This “third-party payer” system basically means market forces are absent. Consumers have very little reason to focus on cost, after all, if taxpayers or insurance companies are picking up the tab for nearly 90 percent of expenses.

As a result, we get ever-higher prices.

But we also get a lot of featherbedding and inefficiency because providers want to take advantage of this system.

Athenahealth offered some sobering analysis on the system last year.

The number of physicians in the United States grew 150 percent between 1975 and 2010, roughly in keeping with population growth, while the number of healthcare administrators increased 3,200 percent for the same time period. Yes, that’s 3,200 percent in 35 years…the growing number of administrators is…driven by…ever-more-complex regulations. (To cite just a few industry-disrupting regulations, consider the Prospective Payment System of 1983; the Health Insurance Portability & Accountability Act of 1996; and the Health Information Technology for Economic and Clinical Act of 2009.) Critics say the army of administrators does little to relieve the documentation burden on clinicians, while creating layers of high-salaried bureaucratic bloat in healthcare organizations.

And here’s the chart that succinctly captures so much of what is wrong with America’s government-distorted healthcare regime.

By the way, the chart implies that the rising number of administrators is driven by additional regulations from Washington. I certainly won’t disagree with the notion that more red tape is counterproductive, but I suspect that third-party payer is the primary cause of the problem.

Third-party payer is what causes prices to climb, and then the government and insurance companies respond with various cost-control measures that require lots of paperwork and monitoring. Hence, more administrators.

In other words, third-party payer is the problem and regulations and administrators are both symptoms.

I’ll close by noting that I shared a version of this chart last year and warned that the numbers might be exaggerated. But there’s no question about the trend of more bureaucracy, red tape, and inefficiency.

P.S. Because it’s so important to fix the third-party payer problem, I’ve actually defended one small provision of Obamacare.

What to produce —
Answer these questions from the healthcare passage:
(a) According to the passage, what share of expenses do taxpayers or insurance companies pick up?
(b) By what percentage did the number of physicians in the United States grow between 1975 and 2010?
(c) Which regulation from 1996 does the passage list?
The entries that follow the text come from a different source.

Data records —
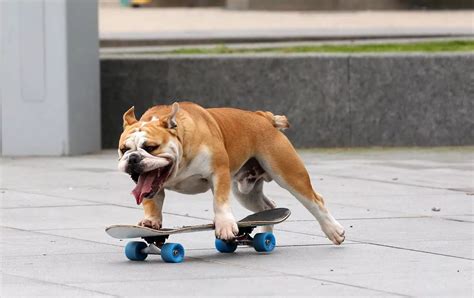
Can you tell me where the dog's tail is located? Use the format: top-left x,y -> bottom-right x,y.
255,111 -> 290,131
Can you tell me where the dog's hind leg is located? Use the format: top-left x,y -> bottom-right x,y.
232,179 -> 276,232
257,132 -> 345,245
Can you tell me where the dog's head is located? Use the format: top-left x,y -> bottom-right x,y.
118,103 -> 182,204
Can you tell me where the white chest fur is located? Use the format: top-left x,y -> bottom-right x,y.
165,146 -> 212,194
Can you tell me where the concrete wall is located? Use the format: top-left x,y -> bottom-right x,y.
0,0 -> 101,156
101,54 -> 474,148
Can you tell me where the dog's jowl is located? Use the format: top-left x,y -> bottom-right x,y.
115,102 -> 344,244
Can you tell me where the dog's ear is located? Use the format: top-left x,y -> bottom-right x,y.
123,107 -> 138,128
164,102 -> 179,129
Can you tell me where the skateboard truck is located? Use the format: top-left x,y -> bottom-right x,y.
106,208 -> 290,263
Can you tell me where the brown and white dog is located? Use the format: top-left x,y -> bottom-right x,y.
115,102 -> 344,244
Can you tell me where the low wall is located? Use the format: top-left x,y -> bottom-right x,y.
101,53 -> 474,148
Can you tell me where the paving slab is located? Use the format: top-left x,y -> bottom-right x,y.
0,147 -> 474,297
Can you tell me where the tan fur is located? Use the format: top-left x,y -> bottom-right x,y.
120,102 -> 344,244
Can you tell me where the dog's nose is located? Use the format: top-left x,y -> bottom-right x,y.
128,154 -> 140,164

Problem solution —
(a) Nearly 90 percent.
(b) 150 percent.
(c) The Health Insurance Portability & Accountability Act of 1996.